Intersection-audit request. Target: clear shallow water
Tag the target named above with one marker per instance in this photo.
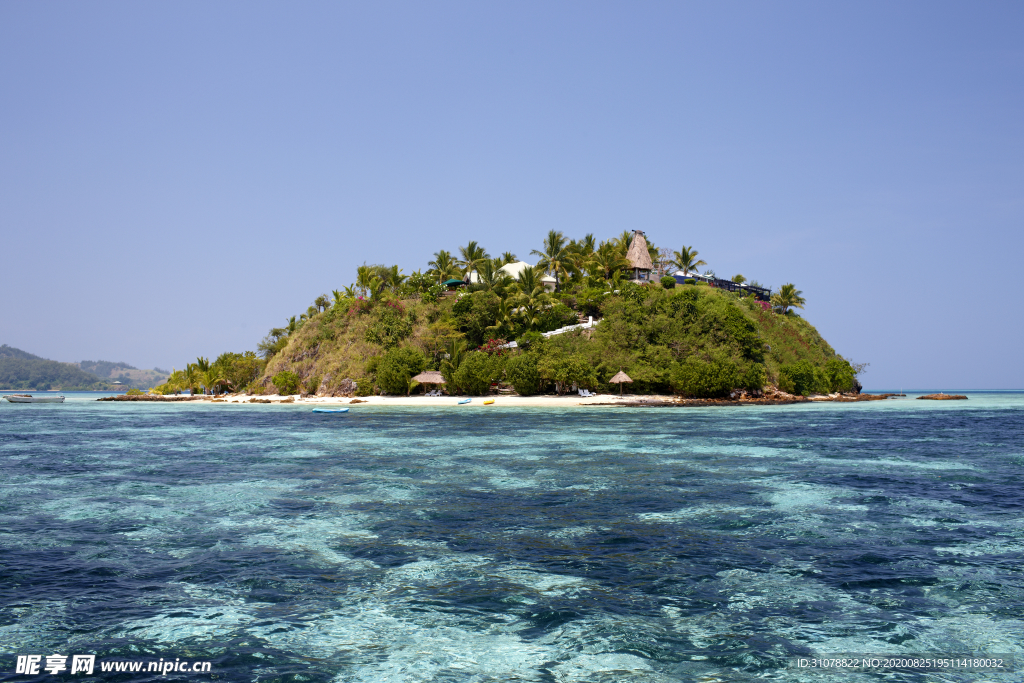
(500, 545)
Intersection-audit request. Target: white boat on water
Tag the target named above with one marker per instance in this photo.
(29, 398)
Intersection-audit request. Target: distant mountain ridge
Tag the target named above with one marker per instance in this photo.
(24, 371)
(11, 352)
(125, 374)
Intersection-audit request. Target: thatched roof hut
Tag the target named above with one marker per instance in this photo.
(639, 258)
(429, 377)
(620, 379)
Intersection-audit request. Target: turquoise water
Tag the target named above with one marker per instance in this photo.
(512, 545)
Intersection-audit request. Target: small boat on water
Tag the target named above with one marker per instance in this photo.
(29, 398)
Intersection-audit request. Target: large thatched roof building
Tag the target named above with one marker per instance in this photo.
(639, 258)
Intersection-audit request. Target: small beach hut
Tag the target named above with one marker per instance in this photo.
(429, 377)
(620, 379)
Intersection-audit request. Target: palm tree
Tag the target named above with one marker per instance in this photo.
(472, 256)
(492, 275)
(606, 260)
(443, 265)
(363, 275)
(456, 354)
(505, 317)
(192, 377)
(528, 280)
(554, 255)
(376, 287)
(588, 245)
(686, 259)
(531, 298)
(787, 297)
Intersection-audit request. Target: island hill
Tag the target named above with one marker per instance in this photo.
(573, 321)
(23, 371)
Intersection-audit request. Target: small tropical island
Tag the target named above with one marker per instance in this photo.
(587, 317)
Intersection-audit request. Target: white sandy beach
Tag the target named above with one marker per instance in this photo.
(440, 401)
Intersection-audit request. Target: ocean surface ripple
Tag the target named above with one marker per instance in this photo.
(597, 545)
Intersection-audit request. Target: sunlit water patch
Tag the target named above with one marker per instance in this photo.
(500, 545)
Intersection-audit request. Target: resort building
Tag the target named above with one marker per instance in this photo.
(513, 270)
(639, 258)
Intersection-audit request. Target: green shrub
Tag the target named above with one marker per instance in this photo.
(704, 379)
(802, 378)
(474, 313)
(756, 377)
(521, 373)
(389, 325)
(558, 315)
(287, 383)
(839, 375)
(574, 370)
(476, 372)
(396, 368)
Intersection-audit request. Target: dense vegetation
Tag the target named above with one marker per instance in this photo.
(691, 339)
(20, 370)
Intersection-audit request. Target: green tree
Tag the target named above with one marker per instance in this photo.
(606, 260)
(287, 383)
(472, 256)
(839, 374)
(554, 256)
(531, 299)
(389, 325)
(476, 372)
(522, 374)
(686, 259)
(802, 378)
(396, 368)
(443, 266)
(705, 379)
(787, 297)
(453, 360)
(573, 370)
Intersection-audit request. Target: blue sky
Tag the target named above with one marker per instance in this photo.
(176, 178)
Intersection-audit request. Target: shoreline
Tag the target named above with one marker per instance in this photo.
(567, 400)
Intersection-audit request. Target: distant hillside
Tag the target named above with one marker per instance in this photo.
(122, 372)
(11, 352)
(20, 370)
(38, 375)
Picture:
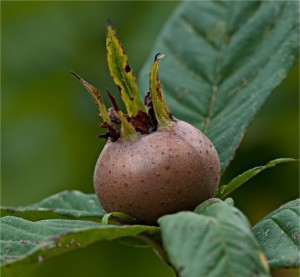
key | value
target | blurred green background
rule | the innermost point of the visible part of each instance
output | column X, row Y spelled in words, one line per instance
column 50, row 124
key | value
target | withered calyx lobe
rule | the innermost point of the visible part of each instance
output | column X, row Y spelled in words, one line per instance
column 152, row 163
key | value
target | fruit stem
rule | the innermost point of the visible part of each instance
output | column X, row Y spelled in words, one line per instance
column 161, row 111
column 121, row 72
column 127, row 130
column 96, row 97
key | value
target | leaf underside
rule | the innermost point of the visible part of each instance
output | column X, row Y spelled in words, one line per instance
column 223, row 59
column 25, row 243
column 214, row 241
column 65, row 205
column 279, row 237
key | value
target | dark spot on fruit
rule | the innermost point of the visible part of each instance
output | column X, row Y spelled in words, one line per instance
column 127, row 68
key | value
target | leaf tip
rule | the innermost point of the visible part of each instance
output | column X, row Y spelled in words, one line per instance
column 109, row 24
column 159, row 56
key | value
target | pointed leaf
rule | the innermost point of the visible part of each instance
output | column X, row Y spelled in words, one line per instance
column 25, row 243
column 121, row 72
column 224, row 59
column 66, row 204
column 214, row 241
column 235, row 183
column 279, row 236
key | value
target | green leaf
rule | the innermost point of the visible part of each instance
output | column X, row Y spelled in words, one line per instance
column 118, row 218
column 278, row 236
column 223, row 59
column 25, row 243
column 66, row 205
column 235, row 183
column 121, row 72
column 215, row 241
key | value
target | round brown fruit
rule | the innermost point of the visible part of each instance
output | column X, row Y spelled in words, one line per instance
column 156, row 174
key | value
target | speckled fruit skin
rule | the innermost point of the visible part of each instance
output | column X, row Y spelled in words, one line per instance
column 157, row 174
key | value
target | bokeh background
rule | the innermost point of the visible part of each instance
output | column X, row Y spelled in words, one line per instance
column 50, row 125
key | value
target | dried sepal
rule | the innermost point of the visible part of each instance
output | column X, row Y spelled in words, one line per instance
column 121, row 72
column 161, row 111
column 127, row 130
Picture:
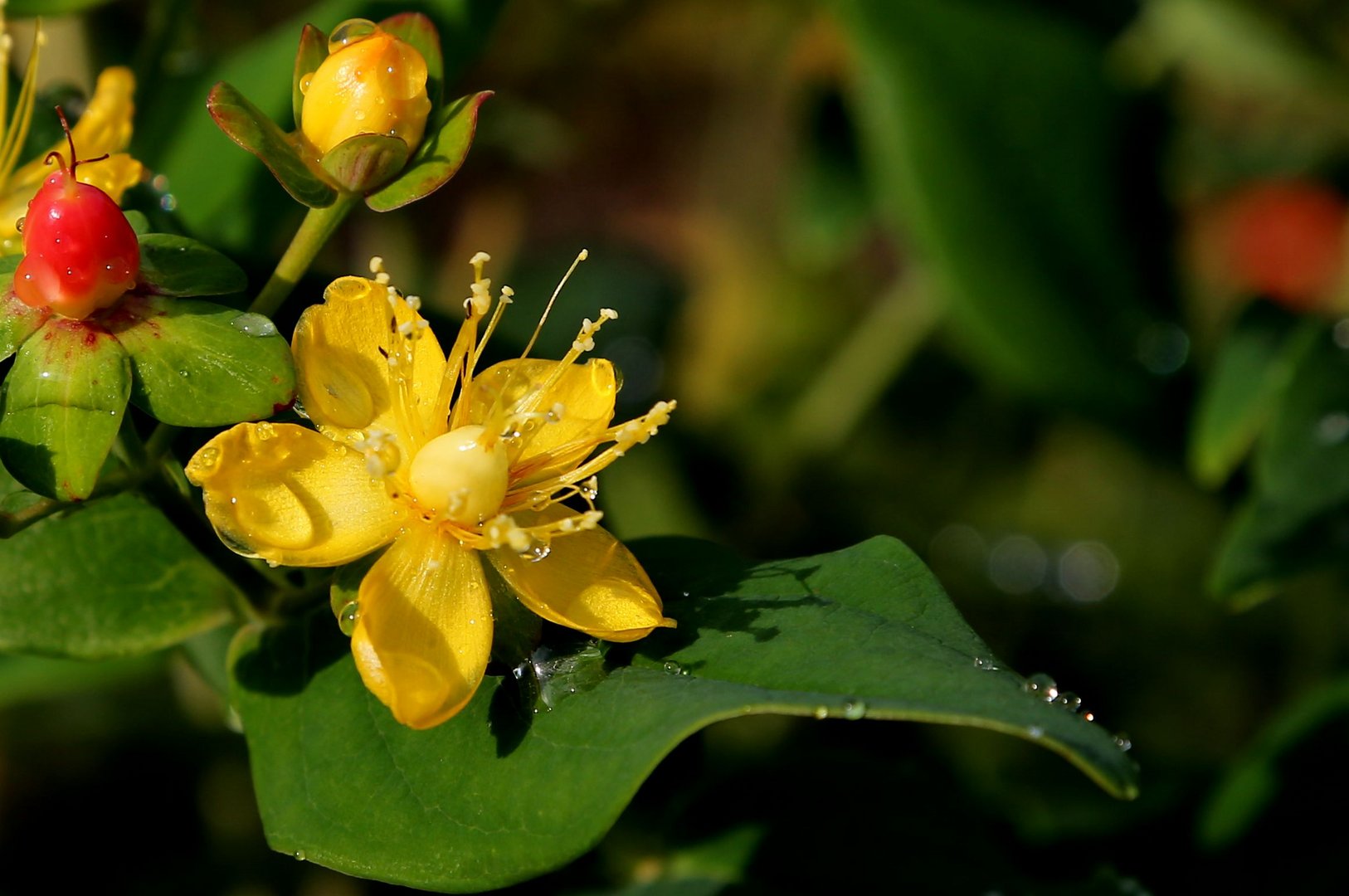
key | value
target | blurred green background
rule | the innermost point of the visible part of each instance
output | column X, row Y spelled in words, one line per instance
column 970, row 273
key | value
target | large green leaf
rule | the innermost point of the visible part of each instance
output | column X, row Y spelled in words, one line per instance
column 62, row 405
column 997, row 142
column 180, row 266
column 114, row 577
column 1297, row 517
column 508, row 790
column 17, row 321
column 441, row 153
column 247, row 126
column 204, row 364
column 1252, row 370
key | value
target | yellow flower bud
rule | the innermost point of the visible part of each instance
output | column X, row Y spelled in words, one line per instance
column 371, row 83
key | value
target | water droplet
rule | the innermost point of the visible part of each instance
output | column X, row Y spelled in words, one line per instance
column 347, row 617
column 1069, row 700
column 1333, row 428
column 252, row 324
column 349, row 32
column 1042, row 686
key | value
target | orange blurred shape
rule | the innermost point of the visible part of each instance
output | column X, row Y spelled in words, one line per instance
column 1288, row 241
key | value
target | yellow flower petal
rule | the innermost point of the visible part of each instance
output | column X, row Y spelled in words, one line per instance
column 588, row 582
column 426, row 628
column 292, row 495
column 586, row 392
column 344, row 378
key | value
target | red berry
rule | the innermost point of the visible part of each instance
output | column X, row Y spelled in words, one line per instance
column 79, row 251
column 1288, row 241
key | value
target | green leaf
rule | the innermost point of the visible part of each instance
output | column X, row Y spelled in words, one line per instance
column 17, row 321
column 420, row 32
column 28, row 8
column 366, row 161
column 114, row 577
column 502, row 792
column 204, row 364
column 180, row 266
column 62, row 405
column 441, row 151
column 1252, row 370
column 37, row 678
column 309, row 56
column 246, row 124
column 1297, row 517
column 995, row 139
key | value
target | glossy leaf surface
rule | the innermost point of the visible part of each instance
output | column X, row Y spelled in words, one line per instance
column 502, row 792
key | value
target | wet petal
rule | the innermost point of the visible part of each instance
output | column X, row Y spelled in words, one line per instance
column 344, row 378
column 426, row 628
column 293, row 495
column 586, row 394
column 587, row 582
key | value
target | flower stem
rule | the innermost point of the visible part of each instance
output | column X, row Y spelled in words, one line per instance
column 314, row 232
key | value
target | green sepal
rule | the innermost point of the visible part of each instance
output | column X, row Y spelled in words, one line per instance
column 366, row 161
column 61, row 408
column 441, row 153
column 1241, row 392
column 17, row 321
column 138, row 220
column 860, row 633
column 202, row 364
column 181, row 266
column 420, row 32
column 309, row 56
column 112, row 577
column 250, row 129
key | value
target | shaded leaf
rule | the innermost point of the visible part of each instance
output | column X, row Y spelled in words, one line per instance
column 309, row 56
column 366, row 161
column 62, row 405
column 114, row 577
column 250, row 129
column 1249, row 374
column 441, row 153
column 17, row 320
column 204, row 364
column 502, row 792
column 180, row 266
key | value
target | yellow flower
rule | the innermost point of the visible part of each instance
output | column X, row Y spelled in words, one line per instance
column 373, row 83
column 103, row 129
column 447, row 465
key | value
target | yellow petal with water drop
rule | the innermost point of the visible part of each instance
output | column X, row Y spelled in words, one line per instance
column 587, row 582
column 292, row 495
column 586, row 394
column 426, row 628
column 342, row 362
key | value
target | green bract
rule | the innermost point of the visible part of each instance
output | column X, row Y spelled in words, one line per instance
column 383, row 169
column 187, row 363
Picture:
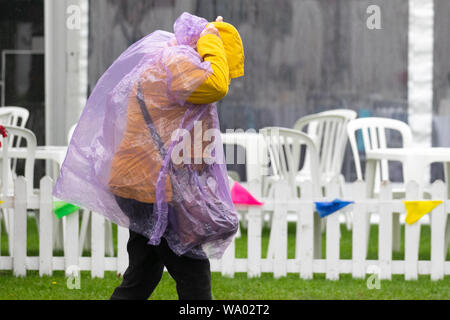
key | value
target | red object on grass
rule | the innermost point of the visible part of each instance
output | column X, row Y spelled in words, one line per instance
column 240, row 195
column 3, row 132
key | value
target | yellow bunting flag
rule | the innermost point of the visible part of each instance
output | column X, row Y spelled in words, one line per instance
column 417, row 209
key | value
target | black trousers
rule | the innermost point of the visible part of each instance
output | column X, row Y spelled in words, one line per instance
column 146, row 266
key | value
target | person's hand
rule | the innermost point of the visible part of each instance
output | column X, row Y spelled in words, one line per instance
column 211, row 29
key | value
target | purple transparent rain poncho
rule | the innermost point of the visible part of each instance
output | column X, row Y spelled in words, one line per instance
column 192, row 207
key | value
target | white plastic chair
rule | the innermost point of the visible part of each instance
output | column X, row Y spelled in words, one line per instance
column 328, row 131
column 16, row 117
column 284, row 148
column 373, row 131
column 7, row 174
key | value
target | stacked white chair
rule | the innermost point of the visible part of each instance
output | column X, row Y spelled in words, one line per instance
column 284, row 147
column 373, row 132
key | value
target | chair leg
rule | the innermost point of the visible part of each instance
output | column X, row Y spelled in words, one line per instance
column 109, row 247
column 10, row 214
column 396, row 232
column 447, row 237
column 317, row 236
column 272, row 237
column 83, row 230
# # # # #
Copy the rows word for word, starting at the line that contains "Intersection-audit request. Target: dense" and ending at the line that contains "column 96, row 97", with both of those lines included. Leave the pictures out of your copy.

Intersection-audit request. Target: dense vegetation
Tag the target named above with one marker per instance in this photo.
(691, 339)
(20, 370)
Intersection-audit request. Target: green tree
Tag the target named above with one marker per instance in this photo.
(606, 260)
(287, 383)
(472, 256)
(839, 374)
(554, 256)
(531, 299)
(389, 325)
(476, 372)
(522, 374)
(686, 259)
(802, 378)
(396, 368)
(443, 266)
(705, 379)
(787, 297)
(453, 360)
(573, 370)
Intersection-audit request. Target: blue sky
Tag the target named above with one marker per instance in this photo.
(176, 178)
Intersection-audit request. Target: shoreline
Tag the target named above with one marker per instance in this photo.
(567, 400)
Intersection-audit request. Target: distant hillside
Tag the target named above with one marker per instance in this photo.
(122, 372)
(11, 352)
(20, 370)
(38, 375)
Picture:
key | value
target | blurred green background
rule | the innermost point of the visible part of each instance
output | column X, row Y spelled in words, one line per instance
column 50, row 124
key | value
target | withered calyx lobe
rule | the innermost point of the visible part of each instance
output | column X, row Y spelled in words, one line per instance
column 152, row 163
key | value
target | fruit stem
rule | the innermost point of the visible part of each instance
output | column X, row Y spelled in words, one line per instance
column 161, row 111
column 121, row 72
column 127, row 130
column 96, row 97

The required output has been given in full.